# EXTRAIT:

········

Interview avec Samuel Sfez, traducteur d’Antonio Manzini

Samuel Sfez - Antonio Manzini - Rocco Schiavone - Ombres et poussières - 07.07.07 - Piste noire - Froid comme la mort - Maudit printemps - Un homme seul

Vous le savez, chez Milieu Hostile, on aime Antonio Manzini. La sortie d’Ombres et poussières (toujours chez Denoël), la septième aventure du sous-préfet Rocco Schiavone, est pour nous l’occasion de poser quelques questions à son traducteur, Samuel Sfez.

C’est lors de la journée d’étude « Traduire le polar », organisée le laboratoire LLSETI de l’Université de Savoie Mont Blanc que nous avons rencontré « la voix » française d’Antonio Manzini, Samuel Sfez.  Sa communication était aussi drôle et passionnante que les aventures du sous-préfet Rocco Schiavone et nous nous sommes dit qu’il serait bon d’y revenir.

Samuel Sfez, vous traduisez d’abord l’anglais puis aujourd’hui l’italien, comment avez-vous débuté ?
Je suivais des études d’anglais, qui me passionnaient, mais je voyais bien qu’elles me destinaient à devenir prof, ce qui ne m’enchantait pas. Puis un jour mon université a invité Robert Pépin, traducteur et éditeur historique de polars, et le chemin à suivre m’a paru évident. J’ai suivi le master de traduction littéraire de Paris 7 qui m’a permis d’apprendre le métier et depuis je n’en ai plus exercé aucun autre.

Comment vous est arrivé le premier Antonio Manzini ? Et qu’en avez-vous pensé à la première lecture ?
C’est Liana Levi qui m’a proposé la traduction du premier tome de la série Rocco Schiavone, qui à l’époque ne devait pas encore devenir une série. J’ai tout de suite adoré ce personnage mal embouché, généreux et créatif dans la malhonnêteté – bref, romain. J’ai des attaches fortes avec la ville de Rome et voir ce flic s’entêter à parler romanaccio [le dialecte de Rome] à Aoste m’a beaucoup plu.

 

À lire aussi : Sous-préfet, pas commissaire ! – La série Rocco Schiavone d’Antonio Manzini

 

Ce n’est pas vous qui avez traduit le deuxième volet de la série (mais pourquoi donc ?), mais ensuite vous devenez son traducteur exclusif. Comment envisage-t-on la traduction d’une série ?

········

# LIGNES:
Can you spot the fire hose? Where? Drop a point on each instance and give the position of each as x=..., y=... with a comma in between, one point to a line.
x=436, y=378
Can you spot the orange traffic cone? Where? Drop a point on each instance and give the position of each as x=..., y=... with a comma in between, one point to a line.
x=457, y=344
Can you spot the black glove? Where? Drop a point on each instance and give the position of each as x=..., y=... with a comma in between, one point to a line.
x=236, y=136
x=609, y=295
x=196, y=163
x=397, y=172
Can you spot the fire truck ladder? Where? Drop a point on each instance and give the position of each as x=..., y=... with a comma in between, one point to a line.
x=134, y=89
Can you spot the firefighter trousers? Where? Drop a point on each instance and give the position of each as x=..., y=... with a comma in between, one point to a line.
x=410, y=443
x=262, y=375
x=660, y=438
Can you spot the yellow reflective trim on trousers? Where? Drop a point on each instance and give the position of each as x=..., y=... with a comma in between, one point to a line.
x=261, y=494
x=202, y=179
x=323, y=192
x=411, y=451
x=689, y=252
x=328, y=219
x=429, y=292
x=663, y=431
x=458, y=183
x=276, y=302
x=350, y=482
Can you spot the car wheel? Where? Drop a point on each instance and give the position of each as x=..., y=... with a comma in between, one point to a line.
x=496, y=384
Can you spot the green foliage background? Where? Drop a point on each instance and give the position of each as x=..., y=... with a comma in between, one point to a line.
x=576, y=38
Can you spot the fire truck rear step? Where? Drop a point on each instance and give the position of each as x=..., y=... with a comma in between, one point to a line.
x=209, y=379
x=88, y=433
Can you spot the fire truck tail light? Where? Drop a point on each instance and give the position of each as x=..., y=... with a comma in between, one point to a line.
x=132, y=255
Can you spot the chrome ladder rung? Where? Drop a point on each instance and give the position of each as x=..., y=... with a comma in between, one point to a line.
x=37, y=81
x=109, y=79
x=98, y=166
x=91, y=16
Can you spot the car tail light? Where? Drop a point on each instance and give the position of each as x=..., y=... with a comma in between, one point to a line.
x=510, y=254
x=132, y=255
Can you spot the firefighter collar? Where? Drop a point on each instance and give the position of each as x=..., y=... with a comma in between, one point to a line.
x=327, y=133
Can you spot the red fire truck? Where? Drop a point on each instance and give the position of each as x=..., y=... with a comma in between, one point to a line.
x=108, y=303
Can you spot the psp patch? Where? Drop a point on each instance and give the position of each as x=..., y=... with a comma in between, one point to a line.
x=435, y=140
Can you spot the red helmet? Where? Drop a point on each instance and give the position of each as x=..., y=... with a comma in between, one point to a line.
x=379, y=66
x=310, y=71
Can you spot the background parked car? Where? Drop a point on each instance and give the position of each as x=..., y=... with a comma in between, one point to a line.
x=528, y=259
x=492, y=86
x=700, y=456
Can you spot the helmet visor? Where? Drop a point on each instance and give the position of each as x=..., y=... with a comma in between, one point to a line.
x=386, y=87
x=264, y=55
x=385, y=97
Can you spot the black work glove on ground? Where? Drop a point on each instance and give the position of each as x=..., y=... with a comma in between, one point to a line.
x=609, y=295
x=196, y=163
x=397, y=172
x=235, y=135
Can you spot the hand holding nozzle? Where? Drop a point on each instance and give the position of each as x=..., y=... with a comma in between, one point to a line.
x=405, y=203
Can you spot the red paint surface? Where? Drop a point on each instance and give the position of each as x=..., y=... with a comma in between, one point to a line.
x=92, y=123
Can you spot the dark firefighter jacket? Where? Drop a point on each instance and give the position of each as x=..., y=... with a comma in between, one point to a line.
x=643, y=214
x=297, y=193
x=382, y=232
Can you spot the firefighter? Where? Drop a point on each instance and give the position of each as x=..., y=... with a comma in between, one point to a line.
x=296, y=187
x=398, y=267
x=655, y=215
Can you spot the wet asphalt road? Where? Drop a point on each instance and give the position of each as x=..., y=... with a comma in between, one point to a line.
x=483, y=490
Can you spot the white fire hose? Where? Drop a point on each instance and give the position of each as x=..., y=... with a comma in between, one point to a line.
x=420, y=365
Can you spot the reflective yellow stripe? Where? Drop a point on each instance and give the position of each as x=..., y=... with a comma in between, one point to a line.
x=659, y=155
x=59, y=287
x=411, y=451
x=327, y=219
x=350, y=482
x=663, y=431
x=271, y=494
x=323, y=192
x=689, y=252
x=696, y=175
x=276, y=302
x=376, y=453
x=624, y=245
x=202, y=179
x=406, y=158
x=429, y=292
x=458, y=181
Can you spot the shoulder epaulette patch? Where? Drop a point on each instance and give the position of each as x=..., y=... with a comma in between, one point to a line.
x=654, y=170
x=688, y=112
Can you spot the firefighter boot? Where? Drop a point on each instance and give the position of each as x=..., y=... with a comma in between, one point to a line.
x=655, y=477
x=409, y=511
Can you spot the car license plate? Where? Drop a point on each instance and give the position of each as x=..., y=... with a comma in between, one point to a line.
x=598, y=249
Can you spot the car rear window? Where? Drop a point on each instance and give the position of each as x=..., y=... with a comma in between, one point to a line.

········

# CONSIGNE:
Recopiez le passage de l'entretien situé entre « Samuel Sfez - Antonio » et « avez-vous débuté ? », ces deux segments compris. Fondez-vous uniquement sur l'entretien.

# RÉPONSE ATTENDUE:
Samuel Sfez - Antonio Manzini - Rocco Schiavone - Ombres et poussières - 07.07.07 - Piste noire - Froid comme la mort - Maudit printemps - Un homme seul

Vous le savez, chez Milieu Hostile, on aime Antonio Manzini. La sortie d’Ombres et poussières (toujours chez Denoël), la septième aventure du sous-préfet Rocco Schiavone, est pour nous l’occasion de poser quelques questions à son traducteur, Samuel Sfez.

C’est lors de la journée d’étude « Traduire le polar », organisée le laboratoire LLSETI de l’Université de Savoie Mont Blanc que nous avons rencontré « la voix » française d’Antonio Manzini, Samuel Sfez.  Sa communication était aussi drôle et passionnante que les aventures du sous-préfet Rocco Schiavone et nous nous sommes dit qu’il serait bon d’y revenir.

Samuel Sfez, vous traduisez d’abord l’anglais puis aujourd’hui l’italien, comment avez-vous débuté ?